- _Exercise inputs_:
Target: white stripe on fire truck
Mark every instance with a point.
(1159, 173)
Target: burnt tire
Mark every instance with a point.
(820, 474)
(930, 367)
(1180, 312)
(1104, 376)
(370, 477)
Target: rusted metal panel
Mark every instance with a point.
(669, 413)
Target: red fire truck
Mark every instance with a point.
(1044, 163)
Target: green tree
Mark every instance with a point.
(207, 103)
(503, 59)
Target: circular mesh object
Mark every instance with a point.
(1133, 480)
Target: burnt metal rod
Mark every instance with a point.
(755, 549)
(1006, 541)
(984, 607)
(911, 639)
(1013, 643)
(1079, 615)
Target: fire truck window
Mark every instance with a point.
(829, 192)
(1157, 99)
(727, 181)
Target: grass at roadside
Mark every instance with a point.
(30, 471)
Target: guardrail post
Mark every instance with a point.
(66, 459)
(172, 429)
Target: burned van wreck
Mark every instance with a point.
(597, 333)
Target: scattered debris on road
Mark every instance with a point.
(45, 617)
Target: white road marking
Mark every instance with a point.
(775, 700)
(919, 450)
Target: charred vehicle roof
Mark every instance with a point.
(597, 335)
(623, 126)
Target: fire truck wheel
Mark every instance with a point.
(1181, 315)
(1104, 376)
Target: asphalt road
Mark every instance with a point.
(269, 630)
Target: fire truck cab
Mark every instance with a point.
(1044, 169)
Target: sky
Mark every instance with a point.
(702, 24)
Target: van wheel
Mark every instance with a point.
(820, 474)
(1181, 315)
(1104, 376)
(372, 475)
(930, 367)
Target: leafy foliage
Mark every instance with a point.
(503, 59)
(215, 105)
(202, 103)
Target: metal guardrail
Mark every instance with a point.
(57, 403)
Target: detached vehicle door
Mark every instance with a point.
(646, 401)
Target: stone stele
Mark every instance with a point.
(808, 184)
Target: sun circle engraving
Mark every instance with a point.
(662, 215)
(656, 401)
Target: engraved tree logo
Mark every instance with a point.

- _Set exercise_:
Quote all of the rows above word for word, from the first to the last.

- _Correct output_:
Target: white stripe on fire truck
Mark every instance with a point.
(1159, 173)
Target: burnt tire
Mark every instance with a point.
(820, 474)
(930, 367)
(1180, 312)
(1104, 376)
(370, 477)
Target: rusted metal panel
Mark every instance with a point.
(669, 413)
Target: red fire truck
Mark every instance with a point.
(1044, 163)
Target: green tree
Mark every instance with a point.
(207, 103)
(503, 59)
Target: circular mesh object
Mark every instance with a point.
(1133, 480)
Target: burnt metal rod
Mark every instance with a point.
(755, 549)
(1006, 541)
(984, 607)
(911, 639)
(1013, 643)
(1079, 615)
Target: fire truck window
Mark every instance with a point.
(829, 192)
(1157, 99)
(727, 181)
Target: grass at roadside
Mark every instance with a point.
(30, 471)
Target: guardrail post
Mark every instance with a point.
(66, 459)
(172, 429)
Target: burned van wreck
Mark every instance with a point.
(597, 333)
Target: scattered debris on road
Mark every instance with a point.
(45, 617)
Target: white road marking
Mark every instance with a point.
(775, 700)
(919, 450)
Target: charred vehicle roof
Mark every instance with a point.
(597, 335)
(623, 126)
Target: fire truck wheel
Mark every instance with a point.
(1181, 315)
(1104, 376)
Target: asphalt road
Mark every instance with a point.
(269, 630)
Target: fire truck cab
Mark every instance with a point.
(1044, 169)
Target: sky
Mark every instance with a point.
(702, 24)
Target: van wheel
Mark every instance with a point.
(820, 474)
(1181, 315)
(1104, 376)
(372, 475)
(930, 367)
Target: leafy foliage
Mark every instance with a point.
(503, 59)
(215, 105)
(202, 103)
Target: metal guardrail
Mark every instance with a point.
(57, 403)
Target: detached vehicle door
Mark every instance with a point.
(646, 401)
Target: stone stele
Mark every instance with a point.
(808, 184)
Target: sun circle engraving
Mark every instance with a point.
(662, 215)
(656, 401)
Target: engraved tree logo
Mark every instance with a point.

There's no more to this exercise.